>> Begin RECORDS FOR THIS EXERCISE
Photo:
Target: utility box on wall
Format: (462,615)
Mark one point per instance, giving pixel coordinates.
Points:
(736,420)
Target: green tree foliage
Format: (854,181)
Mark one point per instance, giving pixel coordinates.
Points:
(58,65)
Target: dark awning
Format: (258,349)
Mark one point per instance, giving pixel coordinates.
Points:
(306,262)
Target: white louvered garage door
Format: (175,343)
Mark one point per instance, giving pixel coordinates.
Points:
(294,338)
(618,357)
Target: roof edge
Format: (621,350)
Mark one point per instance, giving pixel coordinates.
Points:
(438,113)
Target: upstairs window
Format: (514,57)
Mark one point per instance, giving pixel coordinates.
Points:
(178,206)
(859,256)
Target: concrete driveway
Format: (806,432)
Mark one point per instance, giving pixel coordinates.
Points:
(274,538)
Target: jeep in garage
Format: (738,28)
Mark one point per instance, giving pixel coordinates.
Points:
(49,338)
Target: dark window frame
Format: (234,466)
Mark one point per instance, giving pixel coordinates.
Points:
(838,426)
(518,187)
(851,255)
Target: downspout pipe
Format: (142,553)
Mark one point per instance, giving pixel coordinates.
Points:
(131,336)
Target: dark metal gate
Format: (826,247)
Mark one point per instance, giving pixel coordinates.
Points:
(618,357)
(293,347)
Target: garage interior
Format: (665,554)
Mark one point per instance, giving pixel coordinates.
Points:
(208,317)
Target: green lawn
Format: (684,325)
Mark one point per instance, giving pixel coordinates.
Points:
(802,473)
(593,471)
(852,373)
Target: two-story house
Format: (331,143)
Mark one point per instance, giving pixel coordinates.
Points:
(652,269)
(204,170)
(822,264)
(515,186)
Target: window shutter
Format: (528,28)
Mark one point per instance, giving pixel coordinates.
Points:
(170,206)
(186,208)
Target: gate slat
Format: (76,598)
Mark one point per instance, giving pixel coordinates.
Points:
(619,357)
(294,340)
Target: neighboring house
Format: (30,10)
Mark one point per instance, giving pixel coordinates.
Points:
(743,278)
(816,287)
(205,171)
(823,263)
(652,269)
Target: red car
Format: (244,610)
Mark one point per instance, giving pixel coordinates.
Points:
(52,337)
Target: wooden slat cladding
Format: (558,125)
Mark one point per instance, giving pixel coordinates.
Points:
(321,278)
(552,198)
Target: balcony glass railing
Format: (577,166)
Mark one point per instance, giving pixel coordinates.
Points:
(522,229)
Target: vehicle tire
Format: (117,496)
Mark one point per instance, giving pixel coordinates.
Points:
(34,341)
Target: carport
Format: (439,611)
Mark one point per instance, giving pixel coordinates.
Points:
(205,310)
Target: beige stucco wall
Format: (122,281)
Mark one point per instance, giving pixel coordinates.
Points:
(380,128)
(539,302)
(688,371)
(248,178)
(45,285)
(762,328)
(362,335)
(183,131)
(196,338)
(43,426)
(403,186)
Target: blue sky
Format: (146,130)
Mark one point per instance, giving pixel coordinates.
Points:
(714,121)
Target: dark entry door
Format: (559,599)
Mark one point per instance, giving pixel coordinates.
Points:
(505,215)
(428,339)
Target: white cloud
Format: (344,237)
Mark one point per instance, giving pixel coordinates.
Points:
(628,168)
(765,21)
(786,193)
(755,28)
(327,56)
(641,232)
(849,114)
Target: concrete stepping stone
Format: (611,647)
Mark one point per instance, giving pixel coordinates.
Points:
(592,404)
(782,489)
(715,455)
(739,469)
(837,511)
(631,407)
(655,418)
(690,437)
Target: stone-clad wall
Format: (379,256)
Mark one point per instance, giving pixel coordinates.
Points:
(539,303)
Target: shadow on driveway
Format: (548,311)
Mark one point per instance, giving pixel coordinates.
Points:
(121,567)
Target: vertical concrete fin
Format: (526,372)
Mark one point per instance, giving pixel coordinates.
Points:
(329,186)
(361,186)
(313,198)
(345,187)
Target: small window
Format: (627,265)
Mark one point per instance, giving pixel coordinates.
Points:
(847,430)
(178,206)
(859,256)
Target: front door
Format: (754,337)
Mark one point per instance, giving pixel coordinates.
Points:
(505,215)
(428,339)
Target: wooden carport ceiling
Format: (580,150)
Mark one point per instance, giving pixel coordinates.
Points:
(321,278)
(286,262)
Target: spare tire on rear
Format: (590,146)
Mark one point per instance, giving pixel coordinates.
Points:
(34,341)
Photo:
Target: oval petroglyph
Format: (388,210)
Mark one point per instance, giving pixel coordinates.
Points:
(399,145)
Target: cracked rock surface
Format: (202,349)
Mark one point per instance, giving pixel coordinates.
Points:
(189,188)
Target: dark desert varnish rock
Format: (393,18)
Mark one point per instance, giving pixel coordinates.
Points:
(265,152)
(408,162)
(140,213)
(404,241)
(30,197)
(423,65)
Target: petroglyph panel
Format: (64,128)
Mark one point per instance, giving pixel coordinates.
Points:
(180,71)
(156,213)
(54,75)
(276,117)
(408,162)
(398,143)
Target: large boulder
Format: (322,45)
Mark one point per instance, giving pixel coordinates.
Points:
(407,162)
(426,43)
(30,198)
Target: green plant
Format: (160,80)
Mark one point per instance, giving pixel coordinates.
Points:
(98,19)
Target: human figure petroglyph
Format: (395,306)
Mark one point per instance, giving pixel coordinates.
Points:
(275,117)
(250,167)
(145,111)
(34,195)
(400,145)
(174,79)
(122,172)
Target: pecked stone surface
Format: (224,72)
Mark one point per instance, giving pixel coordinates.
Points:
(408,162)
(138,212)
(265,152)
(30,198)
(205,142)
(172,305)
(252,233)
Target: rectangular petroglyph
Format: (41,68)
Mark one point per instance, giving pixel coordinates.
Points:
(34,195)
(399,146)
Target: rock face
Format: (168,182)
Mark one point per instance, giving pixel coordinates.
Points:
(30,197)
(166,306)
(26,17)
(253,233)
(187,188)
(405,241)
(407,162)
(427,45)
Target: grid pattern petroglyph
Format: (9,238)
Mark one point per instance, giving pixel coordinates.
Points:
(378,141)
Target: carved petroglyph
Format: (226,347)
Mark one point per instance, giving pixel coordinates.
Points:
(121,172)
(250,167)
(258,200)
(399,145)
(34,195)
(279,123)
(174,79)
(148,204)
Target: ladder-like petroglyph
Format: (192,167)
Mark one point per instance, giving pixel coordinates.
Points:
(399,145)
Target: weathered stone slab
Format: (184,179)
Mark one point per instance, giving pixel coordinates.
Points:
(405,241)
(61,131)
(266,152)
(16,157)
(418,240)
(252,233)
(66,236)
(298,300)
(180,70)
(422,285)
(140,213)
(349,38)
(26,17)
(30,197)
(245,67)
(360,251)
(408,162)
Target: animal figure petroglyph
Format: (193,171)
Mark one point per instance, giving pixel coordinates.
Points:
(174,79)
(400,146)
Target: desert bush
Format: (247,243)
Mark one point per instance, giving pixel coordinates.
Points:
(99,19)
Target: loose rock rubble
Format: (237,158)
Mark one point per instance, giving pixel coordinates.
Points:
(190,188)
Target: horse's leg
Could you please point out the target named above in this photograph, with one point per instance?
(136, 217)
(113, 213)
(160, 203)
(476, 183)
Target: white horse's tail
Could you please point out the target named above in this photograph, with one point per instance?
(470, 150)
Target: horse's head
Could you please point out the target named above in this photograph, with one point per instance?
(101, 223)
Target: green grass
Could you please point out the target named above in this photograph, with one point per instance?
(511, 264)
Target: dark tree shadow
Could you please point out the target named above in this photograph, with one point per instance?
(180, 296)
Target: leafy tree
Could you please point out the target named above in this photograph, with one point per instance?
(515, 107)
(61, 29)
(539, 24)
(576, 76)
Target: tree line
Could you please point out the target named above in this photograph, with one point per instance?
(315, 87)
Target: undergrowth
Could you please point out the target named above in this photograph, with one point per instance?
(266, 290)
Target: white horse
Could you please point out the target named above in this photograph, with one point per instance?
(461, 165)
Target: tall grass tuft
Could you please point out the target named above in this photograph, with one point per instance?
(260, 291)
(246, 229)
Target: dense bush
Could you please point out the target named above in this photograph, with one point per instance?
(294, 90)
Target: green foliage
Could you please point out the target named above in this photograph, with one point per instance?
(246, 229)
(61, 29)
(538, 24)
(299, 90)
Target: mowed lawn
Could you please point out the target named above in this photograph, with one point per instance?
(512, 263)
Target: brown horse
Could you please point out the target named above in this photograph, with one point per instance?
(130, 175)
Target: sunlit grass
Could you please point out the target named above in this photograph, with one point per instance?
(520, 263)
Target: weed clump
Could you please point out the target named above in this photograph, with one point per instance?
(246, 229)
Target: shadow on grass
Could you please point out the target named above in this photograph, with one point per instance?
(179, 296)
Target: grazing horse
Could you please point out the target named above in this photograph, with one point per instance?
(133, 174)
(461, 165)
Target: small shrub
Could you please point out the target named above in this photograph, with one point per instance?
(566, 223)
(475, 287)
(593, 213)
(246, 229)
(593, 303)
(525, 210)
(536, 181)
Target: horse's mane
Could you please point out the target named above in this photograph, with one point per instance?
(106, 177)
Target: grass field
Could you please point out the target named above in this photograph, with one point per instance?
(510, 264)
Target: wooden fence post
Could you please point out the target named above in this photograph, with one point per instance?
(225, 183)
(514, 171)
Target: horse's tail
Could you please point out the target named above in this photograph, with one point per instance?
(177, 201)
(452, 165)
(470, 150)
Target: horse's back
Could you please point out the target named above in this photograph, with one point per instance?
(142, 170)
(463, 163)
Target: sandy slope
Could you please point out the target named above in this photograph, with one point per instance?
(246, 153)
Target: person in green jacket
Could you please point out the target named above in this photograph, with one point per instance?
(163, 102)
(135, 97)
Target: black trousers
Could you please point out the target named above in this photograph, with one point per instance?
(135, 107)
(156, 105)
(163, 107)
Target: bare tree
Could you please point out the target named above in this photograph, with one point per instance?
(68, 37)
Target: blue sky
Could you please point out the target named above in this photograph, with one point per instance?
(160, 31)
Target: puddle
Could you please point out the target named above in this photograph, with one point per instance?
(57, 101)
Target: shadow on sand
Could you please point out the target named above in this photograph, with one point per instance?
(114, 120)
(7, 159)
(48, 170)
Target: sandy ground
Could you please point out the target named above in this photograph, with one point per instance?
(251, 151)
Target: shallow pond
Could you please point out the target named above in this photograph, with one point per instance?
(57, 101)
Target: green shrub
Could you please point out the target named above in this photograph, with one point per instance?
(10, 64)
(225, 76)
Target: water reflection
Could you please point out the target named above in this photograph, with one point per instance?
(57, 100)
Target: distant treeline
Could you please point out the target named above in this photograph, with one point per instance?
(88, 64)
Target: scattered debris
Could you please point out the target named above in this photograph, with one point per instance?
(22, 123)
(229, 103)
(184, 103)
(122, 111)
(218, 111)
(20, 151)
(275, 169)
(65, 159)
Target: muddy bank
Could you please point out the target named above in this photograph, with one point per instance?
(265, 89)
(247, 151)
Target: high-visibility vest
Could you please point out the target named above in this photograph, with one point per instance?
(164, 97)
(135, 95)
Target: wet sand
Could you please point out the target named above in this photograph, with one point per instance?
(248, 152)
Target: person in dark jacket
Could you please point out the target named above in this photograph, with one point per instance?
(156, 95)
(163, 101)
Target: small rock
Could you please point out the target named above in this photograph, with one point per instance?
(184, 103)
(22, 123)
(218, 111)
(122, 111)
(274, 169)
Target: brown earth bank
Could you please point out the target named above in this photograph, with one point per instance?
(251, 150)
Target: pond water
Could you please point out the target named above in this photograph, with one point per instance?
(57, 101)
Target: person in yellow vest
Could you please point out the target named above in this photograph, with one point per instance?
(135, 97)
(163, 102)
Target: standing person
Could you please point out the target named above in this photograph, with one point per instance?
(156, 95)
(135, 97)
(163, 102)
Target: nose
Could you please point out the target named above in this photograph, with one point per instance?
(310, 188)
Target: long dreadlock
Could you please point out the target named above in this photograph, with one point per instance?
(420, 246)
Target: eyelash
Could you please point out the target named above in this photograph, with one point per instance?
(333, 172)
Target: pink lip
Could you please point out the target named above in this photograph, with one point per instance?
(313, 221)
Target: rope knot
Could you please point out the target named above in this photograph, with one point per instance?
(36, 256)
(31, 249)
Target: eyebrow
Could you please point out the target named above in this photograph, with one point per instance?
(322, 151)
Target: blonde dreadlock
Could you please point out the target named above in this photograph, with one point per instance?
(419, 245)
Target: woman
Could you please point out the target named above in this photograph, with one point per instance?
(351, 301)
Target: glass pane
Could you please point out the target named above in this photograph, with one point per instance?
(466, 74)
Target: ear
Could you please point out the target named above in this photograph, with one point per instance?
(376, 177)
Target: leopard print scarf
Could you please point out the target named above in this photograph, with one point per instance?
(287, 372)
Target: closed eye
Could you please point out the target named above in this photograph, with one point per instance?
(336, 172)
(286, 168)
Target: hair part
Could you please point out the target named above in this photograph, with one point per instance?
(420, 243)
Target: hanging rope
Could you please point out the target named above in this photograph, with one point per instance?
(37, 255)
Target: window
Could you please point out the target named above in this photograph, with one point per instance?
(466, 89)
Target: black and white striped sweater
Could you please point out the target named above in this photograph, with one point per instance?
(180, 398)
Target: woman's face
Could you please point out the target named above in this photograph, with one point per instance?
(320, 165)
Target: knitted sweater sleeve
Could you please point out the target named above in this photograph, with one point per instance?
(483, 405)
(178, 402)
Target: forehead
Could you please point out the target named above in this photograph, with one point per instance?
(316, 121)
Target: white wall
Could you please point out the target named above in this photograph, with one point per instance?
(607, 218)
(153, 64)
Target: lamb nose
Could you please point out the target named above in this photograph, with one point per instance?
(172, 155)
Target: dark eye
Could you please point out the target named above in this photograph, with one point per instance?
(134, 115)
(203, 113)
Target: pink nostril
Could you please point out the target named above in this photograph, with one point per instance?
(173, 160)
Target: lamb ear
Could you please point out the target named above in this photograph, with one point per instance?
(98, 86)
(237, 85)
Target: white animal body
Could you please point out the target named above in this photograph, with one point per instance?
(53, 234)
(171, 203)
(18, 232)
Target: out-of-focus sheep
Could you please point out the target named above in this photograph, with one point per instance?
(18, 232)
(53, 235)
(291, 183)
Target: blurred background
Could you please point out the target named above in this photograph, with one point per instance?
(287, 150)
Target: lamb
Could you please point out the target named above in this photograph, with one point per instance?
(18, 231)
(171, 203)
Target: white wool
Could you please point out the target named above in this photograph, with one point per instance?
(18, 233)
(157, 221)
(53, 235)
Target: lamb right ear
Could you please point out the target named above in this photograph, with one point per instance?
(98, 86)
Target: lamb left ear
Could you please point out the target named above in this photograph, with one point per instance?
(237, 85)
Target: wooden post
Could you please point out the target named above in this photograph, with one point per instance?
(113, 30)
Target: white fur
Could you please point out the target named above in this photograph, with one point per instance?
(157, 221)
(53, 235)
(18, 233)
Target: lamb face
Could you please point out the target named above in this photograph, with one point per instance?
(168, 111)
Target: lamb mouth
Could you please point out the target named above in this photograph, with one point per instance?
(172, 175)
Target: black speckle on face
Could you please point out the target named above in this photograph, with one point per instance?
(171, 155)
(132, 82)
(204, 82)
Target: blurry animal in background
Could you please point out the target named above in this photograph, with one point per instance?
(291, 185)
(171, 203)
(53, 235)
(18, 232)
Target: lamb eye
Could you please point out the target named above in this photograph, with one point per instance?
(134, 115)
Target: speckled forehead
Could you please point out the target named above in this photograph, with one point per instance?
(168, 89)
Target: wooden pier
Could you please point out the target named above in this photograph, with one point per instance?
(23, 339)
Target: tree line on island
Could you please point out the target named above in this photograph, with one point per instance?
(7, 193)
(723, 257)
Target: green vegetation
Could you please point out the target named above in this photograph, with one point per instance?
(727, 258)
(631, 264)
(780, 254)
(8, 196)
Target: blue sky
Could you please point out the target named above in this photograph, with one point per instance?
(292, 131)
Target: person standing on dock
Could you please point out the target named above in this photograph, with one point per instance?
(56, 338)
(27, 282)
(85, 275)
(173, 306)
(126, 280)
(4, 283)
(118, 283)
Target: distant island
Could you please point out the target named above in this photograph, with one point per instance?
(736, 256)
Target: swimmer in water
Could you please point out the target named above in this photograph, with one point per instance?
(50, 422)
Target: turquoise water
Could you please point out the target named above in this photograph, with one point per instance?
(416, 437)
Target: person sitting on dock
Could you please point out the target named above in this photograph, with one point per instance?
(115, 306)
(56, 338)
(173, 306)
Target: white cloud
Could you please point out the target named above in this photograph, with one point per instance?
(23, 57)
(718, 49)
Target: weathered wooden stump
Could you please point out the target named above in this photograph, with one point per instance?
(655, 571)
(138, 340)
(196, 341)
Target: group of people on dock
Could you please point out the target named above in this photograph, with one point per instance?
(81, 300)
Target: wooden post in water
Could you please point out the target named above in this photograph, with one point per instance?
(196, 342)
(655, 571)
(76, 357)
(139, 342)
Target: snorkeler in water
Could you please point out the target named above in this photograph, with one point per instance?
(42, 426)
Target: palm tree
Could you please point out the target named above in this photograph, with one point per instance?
>> End RECORDS FOR THIS EXERCISE
> _PROBLEM_:
Set down only these lines, exactly: the line containing "Target: weathered wooden stump" and each line after it, through the end of the listing.

> _TASK ANSWER_:
Target: weathered wooden stump
Could you please point out the target named above in this photograph, with one point per instance?
(655, 571)
(138, 340)
(196, 341)
Target: group of people on dock
Could you please point out the target named above in this photograph, with one point per instance?
(81, 300)
Target: wooden post in water
Could you please point out the target named above in this photograph, with one point per instance?
(196, 342)
(655, 571)
(76, 357)
(139, 342)
Target: snorkeler in water
Could you please point out the target named above in this photograph, with one point per instance?
(42, 426)
Target: palm tree
Could you please point out the target named above in this photograph, with one point per instance?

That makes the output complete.